### Aim 1:
Show every line of the records below that contains the string "deer", treating uppercase and lowercase as different.

########

The following piece is excerpted from an article in White Fungus, an arts and culture magazine based in Taiwan. In “Wasteland Utopia,” Taipei curator and music writer Jeph Lo describes witnessing the emergence of noise music in Taiwan following the lifting of martial law in 1987. The 1990s in Taiwan was a chaotic time of street protests and burgeoning counter-cultural activity, as the island transitioned towards democracy. It was in this period that Taiwanese noise music emerged. For more information about White Fungus and to order a copy of the issue, visit whitefungus.com.
The “Wild Lily Movement” of 1990 was a catalytic event of symbolic importance for the development of noise in Taiwan. This demonstration for direct democracy took place at Chiang Kai-Shek Memorial Hall Square [since re-dedicated as Liberty Square], occurring at a time when the reverberations of the 1989 Tiananmen Square protests were still in the air. From March 16th to the 22nd, thousands of Taiwanese students and professors gathered in the square, in front of the National Concert Hall, where events continued as usual.

########

### Aim 2:
Answer these questions using the excerpt on noise music in Taiwan.
(a) In what year was martial law lifted in Taiwan?
(b) At what location did the Wild Lily Movement demonstration take place?
(c) On what dates did the students and professors gather in the square?

Collection entries
########

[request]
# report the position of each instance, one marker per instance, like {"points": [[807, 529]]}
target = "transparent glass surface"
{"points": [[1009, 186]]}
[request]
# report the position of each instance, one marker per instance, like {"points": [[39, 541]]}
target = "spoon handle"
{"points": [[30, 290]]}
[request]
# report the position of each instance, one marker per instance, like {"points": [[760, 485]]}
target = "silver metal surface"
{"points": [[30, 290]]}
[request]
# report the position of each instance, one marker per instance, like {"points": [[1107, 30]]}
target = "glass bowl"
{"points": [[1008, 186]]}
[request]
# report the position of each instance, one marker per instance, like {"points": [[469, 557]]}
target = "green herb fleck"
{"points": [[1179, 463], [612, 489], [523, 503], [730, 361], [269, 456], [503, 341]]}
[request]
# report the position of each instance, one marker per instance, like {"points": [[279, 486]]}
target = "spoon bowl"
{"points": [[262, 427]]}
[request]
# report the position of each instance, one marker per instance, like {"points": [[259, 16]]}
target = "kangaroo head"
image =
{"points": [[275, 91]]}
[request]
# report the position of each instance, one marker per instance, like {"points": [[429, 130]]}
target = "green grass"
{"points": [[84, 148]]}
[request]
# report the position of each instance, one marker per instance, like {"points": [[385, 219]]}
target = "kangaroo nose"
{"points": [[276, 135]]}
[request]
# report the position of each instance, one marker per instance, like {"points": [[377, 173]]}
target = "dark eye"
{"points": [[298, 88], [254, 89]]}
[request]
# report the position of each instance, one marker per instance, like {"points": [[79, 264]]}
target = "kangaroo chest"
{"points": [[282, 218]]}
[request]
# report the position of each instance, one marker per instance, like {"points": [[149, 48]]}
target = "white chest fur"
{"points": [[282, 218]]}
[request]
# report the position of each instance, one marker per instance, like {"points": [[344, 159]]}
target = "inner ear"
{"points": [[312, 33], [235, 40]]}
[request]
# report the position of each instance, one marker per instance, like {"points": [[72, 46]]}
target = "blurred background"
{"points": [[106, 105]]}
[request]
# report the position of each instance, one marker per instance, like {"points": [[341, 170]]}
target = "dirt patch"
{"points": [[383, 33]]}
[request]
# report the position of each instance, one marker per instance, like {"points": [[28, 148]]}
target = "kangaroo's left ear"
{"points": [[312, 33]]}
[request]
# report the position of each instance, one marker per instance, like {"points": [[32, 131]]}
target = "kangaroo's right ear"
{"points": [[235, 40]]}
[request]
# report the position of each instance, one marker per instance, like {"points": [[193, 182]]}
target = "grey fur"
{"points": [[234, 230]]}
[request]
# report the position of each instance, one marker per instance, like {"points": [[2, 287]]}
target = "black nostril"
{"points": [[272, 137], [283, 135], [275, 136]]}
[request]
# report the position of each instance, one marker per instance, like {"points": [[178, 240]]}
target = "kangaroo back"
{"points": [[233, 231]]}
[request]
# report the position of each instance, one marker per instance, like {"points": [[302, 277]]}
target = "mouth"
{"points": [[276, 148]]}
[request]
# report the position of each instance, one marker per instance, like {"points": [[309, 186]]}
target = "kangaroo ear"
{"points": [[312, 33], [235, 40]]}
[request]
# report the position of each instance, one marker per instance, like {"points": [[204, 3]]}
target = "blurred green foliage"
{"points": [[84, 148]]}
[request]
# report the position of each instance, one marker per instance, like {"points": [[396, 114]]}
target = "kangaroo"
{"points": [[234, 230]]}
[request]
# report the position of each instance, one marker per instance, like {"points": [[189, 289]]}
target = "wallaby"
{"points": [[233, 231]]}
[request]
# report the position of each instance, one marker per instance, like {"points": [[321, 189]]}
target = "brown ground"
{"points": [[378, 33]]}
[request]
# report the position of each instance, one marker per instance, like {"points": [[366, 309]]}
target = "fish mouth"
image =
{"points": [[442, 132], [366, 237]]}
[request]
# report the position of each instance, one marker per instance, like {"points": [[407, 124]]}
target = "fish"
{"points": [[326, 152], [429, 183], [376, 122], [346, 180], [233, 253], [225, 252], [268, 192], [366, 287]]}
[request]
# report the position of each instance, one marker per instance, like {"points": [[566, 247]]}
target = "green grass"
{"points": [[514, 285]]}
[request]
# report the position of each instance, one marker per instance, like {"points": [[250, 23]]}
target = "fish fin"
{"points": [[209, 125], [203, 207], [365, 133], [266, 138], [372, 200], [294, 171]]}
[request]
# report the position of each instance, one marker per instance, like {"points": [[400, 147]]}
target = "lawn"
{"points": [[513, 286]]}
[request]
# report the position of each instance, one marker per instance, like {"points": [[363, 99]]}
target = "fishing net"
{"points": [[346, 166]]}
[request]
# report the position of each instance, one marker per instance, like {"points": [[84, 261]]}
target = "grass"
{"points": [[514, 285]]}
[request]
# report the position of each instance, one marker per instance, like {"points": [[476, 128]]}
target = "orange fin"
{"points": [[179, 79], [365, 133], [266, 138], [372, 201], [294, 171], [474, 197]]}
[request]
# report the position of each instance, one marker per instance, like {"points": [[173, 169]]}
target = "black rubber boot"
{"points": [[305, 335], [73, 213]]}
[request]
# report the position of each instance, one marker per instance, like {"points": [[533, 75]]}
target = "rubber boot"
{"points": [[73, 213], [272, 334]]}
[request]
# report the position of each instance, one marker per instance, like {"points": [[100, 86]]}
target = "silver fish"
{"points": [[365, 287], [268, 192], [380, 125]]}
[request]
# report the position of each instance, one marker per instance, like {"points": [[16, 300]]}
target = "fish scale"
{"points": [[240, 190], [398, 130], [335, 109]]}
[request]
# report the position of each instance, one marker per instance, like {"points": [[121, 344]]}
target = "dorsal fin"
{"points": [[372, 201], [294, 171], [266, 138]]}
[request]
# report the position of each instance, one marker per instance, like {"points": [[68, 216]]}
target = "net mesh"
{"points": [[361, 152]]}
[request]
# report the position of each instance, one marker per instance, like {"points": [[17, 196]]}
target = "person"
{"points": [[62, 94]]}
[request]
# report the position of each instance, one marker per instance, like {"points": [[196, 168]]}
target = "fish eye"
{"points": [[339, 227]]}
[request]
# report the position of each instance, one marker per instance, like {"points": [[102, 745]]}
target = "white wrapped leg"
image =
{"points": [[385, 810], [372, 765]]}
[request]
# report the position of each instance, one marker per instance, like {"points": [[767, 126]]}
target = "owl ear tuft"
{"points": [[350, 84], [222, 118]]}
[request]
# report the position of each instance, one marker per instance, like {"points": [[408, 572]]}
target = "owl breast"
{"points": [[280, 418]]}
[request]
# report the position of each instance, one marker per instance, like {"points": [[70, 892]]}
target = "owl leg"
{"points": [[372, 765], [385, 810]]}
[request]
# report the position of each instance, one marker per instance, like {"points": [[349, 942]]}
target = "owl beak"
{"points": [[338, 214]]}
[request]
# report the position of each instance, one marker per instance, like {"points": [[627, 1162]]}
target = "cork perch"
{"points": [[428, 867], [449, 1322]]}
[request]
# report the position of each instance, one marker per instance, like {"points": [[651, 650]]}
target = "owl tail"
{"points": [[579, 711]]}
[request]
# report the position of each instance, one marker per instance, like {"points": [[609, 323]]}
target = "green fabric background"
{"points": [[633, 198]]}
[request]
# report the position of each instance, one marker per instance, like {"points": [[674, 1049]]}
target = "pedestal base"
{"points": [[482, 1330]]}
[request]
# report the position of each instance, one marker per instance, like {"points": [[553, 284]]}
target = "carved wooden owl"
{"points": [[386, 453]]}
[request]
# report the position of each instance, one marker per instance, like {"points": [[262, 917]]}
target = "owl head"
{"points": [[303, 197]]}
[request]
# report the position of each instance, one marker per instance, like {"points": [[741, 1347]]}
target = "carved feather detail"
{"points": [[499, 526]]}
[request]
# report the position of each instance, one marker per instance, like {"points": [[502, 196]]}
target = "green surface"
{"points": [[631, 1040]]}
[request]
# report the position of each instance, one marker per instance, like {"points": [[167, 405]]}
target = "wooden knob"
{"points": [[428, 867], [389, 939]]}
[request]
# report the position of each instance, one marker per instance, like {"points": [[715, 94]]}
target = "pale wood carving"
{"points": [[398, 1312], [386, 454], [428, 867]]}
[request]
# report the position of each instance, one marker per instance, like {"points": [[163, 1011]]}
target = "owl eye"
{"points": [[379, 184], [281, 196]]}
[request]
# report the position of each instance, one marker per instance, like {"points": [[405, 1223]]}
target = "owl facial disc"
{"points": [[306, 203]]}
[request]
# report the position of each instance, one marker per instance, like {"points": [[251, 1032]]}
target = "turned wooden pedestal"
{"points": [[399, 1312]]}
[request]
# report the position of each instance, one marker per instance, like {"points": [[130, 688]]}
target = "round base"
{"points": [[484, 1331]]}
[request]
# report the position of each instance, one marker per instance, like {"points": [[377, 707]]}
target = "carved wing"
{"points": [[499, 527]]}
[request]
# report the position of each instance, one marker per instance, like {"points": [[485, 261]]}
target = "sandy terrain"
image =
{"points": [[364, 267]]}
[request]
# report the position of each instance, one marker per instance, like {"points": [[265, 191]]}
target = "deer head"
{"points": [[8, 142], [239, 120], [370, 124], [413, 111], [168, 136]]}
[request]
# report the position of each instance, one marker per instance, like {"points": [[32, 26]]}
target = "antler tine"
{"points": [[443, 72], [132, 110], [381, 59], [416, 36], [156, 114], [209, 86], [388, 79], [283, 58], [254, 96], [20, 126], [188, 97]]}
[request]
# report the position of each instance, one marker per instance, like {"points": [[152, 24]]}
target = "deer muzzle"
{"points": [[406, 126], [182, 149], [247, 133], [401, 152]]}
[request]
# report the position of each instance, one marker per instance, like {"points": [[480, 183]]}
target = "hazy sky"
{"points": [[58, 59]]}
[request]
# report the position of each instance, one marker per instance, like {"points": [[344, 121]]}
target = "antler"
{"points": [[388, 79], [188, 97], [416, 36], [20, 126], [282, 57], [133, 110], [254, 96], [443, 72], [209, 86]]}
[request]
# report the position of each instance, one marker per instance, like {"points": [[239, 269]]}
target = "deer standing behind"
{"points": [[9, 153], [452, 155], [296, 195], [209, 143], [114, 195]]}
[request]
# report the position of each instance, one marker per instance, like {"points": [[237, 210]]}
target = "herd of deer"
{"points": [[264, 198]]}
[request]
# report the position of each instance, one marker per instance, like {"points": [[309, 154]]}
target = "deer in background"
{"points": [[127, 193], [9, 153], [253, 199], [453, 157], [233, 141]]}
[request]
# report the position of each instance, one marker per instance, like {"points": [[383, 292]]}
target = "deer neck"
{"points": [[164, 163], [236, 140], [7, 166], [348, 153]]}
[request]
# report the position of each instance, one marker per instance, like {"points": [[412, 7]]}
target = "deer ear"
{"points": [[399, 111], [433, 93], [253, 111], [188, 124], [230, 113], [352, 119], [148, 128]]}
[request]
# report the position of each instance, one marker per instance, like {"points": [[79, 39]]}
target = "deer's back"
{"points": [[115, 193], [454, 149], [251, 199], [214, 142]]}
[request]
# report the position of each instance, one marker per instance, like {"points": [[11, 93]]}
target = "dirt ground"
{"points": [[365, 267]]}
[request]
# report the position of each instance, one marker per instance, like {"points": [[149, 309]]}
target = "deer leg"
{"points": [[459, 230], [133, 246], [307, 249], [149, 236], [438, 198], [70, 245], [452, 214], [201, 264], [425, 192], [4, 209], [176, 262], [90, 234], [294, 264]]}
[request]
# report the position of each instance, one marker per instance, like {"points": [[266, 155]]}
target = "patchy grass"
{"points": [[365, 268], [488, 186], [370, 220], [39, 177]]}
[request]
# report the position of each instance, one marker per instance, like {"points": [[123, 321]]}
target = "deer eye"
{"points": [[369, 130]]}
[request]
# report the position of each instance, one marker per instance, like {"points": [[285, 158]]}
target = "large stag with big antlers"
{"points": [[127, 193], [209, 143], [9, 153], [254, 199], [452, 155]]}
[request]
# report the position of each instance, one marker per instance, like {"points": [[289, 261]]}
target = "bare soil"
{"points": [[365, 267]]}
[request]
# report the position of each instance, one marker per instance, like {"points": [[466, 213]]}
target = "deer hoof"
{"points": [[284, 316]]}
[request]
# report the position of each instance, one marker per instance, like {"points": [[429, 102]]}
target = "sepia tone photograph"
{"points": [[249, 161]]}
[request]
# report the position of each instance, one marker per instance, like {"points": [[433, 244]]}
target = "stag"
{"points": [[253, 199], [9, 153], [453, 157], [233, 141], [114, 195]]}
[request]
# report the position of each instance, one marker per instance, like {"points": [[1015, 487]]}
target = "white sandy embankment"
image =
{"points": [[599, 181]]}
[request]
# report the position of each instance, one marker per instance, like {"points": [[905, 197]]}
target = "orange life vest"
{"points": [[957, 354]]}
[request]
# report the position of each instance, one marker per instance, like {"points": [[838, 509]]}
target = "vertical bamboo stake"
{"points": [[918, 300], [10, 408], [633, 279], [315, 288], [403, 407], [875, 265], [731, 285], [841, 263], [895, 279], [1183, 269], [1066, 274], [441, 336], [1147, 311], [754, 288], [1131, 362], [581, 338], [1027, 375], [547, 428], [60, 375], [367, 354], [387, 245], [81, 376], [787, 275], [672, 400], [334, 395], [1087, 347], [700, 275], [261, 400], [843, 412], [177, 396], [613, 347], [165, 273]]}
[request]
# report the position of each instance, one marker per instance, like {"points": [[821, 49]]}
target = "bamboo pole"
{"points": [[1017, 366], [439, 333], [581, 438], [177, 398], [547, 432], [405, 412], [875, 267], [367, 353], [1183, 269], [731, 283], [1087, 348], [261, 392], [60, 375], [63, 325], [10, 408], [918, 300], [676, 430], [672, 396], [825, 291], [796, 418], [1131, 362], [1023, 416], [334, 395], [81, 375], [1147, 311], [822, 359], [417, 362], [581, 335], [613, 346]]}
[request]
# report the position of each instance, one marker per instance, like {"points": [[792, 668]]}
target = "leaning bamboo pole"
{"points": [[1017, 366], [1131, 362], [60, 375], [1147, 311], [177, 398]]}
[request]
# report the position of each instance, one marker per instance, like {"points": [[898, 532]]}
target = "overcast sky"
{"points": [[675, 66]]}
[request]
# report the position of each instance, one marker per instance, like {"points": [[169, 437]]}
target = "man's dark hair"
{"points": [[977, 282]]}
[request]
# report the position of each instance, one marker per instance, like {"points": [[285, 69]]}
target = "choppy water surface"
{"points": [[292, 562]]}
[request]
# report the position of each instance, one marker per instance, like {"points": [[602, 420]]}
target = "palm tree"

########

### Reply 1:
target = "deer head"
target = "deer muzzle"
target = "deer standing behind"
target = "herd of deer"
target = "deer in background"
target = "deer neck"
target = "deer ear"
target = "deer's back"
target = "deer leg"
target = "deer eye"
target = "deer hoof"

### Reply 2:
(a) 1987
(b) Chiang Kai-Shek Memorial Hall Square, since re-dedicated as Liberty Square
(c) From March 16th to the 22nd